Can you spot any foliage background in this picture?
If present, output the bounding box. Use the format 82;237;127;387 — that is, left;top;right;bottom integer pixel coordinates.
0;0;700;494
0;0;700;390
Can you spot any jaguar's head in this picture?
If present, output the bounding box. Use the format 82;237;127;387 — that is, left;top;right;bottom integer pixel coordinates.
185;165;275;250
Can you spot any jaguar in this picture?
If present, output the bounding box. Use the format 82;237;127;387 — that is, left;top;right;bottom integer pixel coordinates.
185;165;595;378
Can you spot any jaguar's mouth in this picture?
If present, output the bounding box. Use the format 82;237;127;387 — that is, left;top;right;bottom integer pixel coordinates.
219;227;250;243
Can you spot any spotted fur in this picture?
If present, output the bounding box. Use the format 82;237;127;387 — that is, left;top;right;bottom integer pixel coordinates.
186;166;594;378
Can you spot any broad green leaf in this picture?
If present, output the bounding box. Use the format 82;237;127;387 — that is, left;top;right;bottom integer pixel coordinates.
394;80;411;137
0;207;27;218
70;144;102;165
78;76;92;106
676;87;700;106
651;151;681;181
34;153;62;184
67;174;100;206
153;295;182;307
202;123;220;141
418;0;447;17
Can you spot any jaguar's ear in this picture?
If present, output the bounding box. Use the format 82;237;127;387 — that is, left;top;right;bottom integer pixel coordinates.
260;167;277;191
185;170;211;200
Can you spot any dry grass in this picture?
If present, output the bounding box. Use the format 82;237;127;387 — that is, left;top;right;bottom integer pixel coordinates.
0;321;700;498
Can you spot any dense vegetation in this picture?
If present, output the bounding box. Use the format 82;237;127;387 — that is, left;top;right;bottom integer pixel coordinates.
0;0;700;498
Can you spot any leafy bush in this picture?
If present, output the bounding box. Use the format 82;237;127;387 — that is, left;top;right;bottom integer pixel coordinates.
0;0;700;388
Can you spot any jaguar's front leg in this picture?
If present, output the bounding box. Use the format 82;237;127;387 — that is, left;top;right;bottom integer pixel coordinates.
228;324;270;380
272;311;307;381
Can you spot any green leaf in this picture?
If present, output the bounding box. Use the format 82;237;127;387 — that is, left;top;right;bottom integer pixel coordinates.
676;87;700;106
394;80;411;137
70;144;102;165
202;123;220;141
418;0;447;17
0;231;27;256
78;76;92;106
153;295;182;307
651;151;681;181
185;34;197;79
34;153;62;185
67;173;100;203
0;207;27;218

-*-*-

_Do this_
Revise the lines from the one containing "Can you spot any green leaf in this picture?" through the end of the entries by replacing "green leaf" with "tropical leaf", and give only those lines, with everything else unchanged.

_Answer to this exercise_
Can you spot any tropical leaf in this picture?
If present, output the bounding box. Use the format 82;237;127;387 — that is, left;top;right;bottom integer pixel coordinates.
676;87;700;106
394;80;411;137
70;144;102;165
202;123;220;141
418;0;447;17
0;231;27;256
78;76;92;106
153;295;182;307
651;151;681;181
185;34;197;79
34;153;62;185
67;173;100;203
0;207;27;218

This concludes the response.